• **Aim**:
Turn every line of the records below into a JSON list of strings, with one string per line and blank lines omitted.
== Data for this exercise
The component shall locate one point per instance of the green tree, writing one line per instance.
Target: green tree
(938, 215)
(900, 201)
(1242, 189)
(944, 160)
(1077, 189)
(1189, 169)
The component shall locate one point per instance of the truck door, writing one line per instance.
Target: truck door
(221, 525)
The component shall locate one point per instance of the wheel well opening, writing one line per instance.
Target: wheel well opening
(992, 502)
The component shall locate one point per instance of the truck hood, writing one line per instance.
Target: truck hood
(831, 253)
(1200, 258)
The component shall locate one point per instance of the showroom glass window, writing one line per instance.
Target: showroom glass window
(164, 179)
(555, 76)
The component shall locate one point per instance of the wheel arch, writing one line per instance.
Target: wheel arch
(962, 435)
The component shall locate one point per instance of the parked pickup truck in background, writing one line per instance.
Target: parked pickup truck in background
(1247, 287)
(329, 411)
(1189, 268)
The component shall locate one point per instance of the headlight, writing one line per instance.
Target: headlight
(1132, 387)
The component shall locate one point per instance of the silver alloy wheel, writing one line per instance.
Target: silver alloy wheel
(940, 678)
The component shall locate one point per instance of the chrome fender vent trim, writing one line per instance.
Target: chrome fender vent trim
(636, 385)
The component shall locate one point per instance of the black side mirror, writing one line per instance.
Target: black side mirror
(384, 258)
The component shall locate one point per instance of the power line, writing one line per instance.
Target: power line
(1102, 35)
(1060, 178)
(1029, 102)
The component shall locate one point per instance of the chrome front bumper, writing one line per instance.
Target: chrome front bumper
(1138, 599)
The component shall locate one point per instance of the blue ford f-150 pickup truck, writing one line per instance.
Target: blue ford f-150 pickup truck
====
• **Exercise response**:
[
  "The component shall locate one point per instance of the green tree, writing one line per instance.",
  "Target: green tree",
  "(938, 215)",
  "(900, 201)",
  "(1242, 189)",
  "(944, 160)",
  "(1077, 189)",
  "(1189, 169)",
  "The component shall locate one point per instance of the truck door, writing one line per instance.",
  "Target: truck door",
  "(221, 525)",
  "The component shall locate one point per instance of the wheel well opening, writing one line per instance.",
  "Target: wheel well opening",
  "(992, 502)",
  "The component shall locate one point per instance of the truck hood, writing one line per instance.",
  "Target: truck hood",
  "(831, 253)",
  "(1200, 258)",
  "The component shall locate one point per instance of the showroom glass window, writing one line per instance.",
  "Target: showroom glass window",
  "(164, 179)",
  "(555, 76)",
  "The component shall locate one point per instance of the wheel arch, writing one line per instance.",
  "Target: wheel arch",
  "(962, 435)",
  "The component shall locate one point per instance of the parked pickup truck in background, writing one line per instance.",
  "Target: parked pickup truck in background",
  "(1247, 287)",
  "(329, 411)",
  "(1189, 268)",
  "The component shall locate one point per instance of the headlight, writing one line per instance.",
  "Target: headlight",
  "(1132, 387)",
  "The component shall locate one point per instance of the silver alloy wheel, writing one line per instance.",
  "Target: silver alloy wheel",
  "(940, 678)",
  "The component shall locate one point per instance of the chrome fender vent trim, writing one line per instance.",
  "Target: chrome fender vent trim",
  "(636, 385)",
  "The component shall locate one point per instance of the black side mirror, writing one line per instance.",
  "Target: black side mirror",
  "(384, 258)",
  "The component shall locate one point per instance of the power line, writing one line per instance.",
  "Target: power line",
  "(1102, 35)",
  "(1060, 178)",
  "(1029, 102)",
  "The component shall locate one point per instance of the chrome front bumper, writing one line per instance.",
  "Target: chrome front bumper",
  "(1138, 599)",
  "The component shall locate one point per instance of the blue ford f-150 pickup truck, writing one line per instance.",
  "Target: blue ford f-150 pickup truck"
]